Task directions –
Every line from the one with "of the stone." through the final line of the data below goes in the answer, copied exactly. Pictures do not.

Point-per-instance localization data

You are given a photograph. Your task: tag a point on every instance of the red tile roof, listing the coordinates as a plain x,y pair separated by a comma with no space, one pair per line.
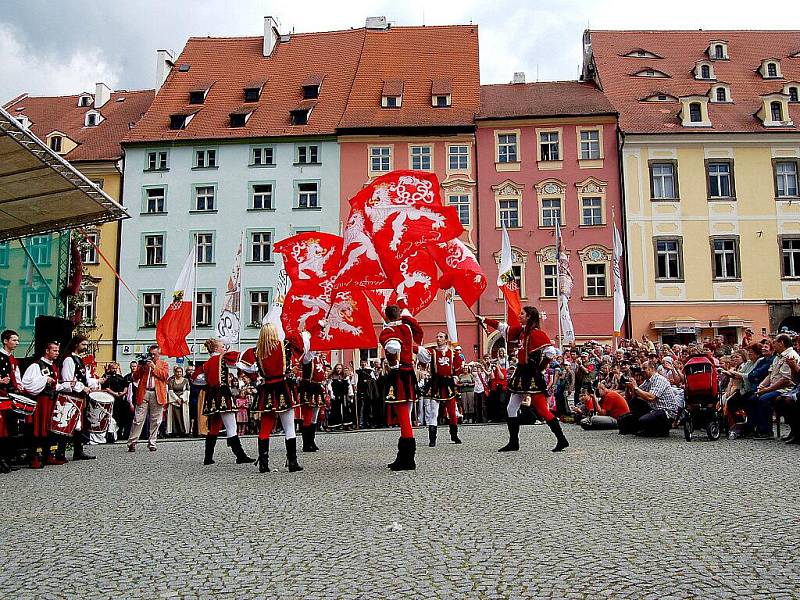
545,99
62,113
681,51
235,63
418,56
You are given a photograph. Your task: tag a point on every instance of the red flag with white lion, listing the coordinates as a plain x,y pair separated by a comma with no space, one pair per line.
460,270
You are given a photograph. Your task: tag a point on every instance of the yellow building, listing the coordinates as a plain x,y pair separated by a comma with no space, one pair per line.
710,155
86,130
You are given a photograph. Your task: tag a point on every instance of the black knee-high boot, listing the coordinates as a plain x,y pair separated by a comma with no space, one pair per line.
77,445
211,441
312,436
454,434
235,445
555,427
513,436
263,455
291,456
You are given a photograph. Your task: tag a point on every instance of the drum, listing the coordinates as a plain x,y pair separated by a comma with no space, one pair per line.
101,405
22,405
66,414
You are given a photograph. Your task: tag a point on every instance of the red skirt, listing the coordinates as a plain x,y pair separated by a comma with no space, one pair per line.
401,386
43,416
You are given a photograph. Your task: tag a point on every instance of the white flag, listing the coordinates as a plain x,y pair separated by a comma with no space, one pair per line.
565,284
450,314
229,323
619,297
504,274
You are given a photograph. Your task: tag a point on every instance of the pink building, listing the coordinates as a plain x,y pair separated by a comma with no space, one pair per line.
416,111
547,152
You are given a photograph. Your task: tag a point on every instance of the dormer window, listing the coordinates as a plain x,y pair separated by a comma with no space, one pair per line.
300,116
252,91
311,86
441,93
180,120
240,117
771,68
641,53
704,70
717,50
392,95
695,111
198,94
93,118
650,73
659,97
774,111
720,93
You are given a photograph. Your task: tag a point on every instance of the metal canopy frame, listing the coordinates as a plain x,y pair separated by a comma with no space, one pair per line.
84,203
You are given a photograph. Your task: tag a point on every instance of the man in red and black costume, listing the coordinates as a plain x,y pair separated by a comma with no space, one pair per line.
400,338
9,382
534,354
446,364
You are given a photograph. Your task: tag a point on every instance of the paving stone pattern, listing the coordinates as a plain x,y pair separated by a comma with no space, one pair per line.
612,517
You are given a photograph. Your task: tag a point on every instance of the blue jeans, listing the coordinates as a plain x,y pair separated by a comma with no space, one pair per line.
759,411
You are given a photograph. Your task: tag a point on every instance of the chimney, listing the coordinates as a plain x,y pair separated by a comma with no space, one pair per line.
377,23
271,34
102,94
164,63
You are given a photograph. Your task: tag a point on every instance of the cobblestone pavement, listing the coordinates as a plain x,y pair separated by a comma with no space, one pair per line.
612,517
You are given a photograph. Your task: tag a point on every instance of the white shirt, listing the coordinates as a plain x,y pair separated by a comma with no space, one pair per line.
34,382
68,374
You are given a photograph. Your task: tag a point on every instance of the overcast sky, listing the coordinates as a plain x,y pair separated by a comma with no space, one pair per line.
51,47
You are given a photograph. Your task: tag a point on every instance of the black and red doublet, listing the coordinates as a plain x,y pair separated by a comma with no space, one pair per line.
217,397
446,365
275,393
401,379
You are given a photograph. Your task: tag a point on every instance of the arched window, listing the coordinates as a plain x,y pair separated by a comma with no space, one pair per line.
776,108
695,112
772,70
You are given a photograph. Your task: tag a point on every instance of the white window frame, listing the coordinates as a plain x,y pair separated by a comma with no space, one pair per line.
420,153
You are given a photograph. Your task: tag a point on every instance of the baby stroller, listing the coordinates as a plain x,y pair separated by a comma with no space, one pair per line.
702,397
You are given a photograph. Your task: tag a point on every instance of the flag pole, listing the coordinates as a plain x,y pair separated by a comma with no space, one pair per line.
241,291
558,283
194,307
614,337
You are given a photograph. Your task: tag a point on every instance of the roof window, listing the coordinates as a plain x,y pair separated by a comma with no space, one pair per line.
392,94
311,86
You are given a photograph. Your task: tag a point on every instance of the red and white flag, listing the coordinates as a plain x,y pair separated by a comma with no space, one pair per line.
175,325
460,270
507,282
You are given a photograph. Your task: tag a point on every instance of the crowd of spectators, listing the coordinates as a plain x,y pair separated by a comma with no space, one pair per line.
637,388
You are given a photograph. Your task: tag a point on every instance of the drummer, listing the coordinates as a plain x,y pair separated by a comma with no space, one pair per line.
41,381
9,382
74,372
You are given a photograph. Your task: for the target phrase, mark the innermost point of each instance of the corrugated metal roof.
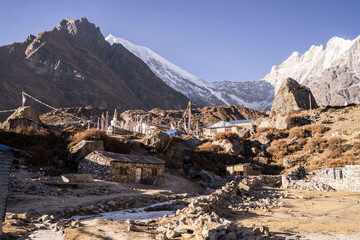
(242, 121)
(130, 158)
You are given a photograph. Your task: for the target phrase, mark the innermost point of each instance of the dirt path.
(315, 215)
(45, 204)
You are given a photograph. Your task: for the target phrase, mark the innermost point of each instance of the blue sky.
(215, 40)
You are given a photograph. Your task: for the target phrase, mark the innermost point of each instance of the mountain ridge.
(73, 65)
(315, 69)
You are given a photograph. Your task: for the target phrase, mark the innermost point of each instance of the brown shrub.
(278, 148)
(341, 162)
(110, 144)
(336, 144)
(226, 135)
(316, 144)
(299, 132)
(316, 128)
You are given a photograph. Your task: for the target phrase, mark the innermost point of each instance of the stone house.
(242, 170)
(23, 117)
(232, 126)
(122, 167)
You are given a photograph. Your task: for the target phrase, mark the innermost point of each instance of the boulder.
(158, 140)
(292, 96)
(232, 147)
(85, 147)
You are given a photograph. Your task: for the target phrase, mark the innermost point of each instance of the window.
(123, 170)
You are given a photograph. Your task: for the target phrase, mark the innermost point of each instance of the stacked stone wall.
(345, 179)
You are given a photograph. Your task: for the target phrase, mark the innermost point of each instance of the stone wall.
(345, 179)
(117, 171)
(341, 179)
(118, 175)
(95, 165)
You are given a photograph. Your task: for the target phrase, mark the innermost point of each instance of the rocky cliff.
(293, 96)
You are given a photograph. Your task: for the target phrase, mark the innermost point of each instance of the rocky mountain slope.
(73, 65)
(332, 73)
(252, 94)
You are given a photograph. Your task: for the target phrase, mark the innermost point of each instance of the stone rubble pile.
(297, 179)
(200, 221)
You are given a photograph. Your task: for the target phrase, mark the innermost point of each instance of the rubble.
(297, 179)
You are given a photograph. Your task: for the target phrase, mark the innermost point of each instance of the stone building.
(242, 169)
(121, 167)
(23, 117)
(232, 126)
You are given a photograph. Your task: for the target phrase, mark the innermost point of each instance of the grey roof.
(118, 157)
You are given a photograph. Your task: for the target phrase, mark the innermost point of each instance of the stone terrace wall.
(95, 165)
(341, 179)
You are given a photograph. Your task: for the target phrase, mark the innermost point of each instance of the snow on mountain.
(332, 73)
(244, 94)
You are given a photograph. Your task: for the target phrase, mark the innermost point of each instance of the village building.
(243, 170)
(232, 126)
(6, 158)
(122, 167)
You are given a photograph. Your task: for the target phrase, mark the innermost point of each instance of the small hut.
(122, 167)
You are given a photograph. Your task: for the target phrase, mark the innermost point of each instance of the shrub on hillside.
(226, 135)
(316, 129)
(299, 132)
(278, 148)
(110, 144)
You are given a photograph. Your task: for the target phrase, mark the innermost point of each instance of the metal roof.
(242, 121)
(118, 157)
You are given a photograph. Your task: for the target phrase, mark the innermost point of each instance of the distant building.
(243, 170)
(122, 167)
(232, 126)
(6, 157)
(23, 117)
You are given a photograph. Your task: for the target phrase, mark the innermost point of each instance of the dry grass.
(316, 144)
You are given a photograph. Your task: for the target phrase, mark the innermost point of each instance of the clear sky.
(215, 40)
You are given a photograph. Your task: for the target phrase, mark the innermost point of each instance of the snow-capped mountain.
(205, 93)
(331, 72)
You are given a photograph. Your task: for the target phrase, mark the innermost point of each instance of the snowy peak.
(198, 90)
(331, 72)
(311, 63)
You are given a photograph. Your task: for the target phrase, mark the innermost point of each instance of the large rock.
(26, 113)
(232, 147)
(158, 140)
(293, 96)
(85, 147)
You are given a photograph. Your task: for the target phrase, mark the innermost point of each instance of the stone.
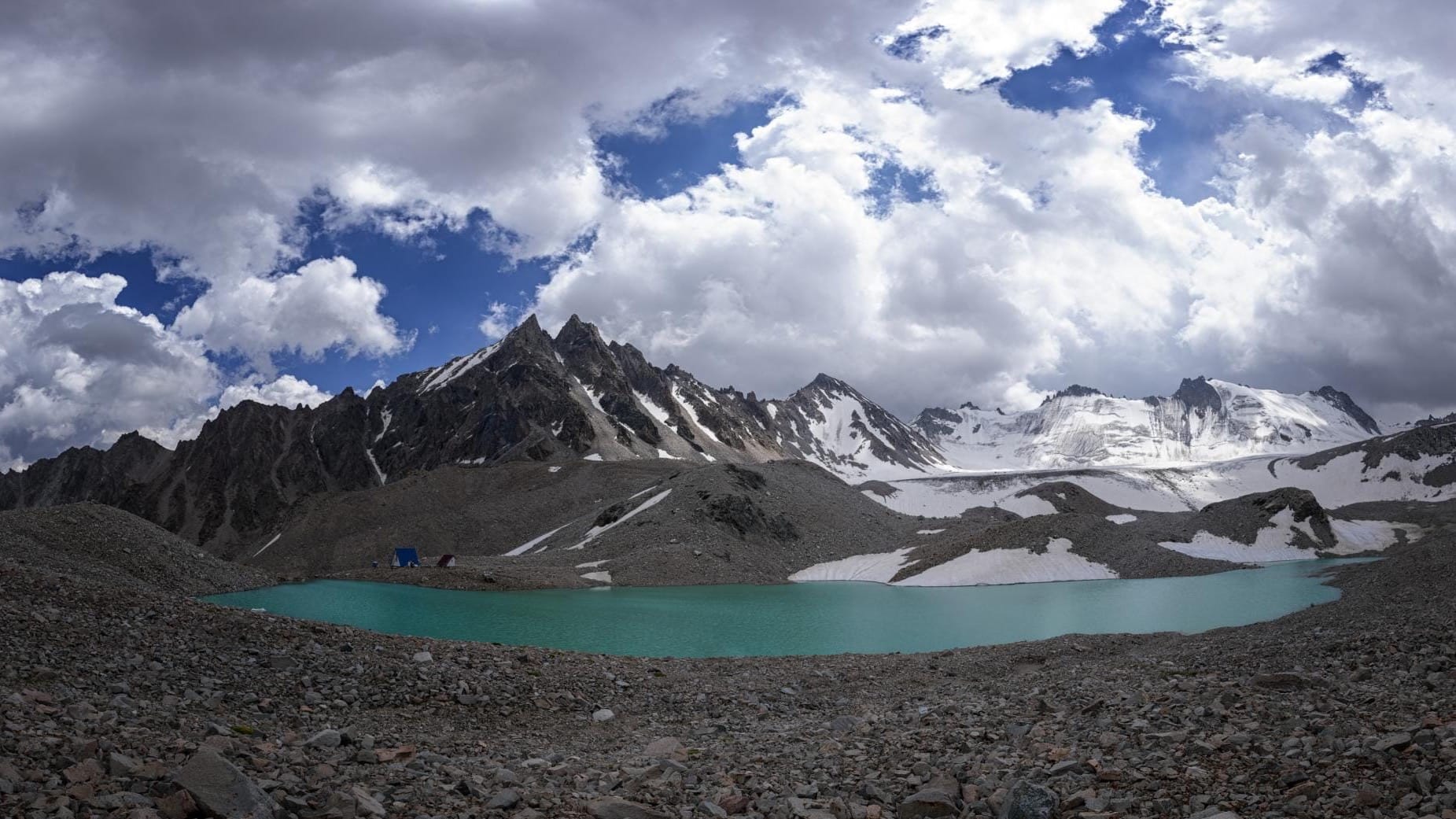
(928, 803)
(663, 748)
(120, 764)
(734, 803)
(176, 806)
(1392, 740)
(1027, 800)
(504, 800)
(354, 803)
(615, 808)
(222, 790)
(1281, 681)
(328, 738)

Problem solution –
You are given a photograph. Your task: for the target phrase, mark the innermost point of each instance of the stone.
(928, 803)
(663, 748)
(120, 764)
(734, 803)
(176, 806)
(1392, 740)
(1027, 800)
(504, 800)
(354, 803)
(615, 808)
(222, 790)
(1281, 681)
(328, 738)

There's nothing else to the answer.